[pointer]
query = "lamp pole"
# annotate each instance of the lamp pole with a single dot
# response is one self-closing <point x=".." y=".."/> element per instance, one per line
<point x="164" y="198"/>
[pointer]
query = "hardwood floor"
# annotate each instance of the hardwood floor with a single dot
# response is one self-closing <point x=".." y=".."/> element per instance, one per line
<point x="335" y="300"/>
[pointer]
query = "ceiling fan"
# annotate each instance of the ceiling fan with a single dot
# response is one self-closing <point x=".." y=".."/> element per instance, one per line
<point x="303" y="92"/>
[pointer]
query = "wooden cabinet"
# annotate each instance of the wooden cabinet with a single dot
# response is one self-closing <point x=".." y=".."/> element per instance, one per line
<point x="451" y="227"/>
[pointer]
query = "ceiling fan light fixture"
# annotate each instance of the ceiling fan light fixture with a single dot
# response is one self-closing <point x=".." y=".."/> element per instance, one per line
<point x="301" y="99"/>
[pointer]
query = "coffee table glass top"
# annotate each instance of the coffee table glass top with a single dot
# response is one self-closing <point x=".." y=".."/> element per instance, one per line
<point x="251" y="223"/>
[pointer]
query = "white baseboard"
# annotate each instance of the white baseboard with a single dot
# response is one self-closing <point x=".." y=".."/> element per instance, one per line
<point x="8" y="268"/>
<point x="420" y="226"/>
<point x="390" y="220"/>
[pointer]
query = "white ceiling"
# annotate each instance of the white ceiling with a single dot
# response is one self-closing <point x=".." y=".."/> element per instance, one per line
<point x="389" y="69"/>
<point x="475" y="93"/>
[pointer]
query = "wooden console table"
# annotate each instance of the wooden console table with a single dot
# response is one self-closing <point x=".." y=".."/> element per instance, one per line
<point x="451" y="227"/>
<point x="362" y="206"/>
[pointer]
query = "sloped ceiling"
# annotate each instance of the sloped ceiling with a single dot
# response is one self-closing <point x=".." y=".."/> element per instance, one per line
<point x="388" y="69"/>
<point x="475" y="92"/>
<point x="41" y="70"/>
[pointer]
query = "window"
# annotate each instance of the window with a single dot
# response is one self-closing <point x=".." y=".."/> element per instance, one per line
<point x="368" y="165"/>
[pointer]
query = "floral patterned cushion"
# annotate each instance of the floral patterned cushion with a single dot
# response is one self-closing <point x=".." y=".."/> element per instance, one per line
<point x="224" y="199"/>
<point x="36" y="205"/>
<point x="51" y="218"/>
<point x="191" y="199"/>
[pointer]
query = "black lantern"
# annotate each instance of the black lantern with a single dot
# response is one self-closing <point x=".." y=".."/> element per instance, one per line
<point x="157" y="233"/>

━━━━━━

→ **INSTRUCTION**: Pull out every line of the entries above that contains the string "light". Uppercase and lowercase letters must match.

→ **SOLUTION FOR THIS PROBLEM**:
query = "ceiling fan light fixture"
# annotate each instance of the ceiling fan light fixture with a single dot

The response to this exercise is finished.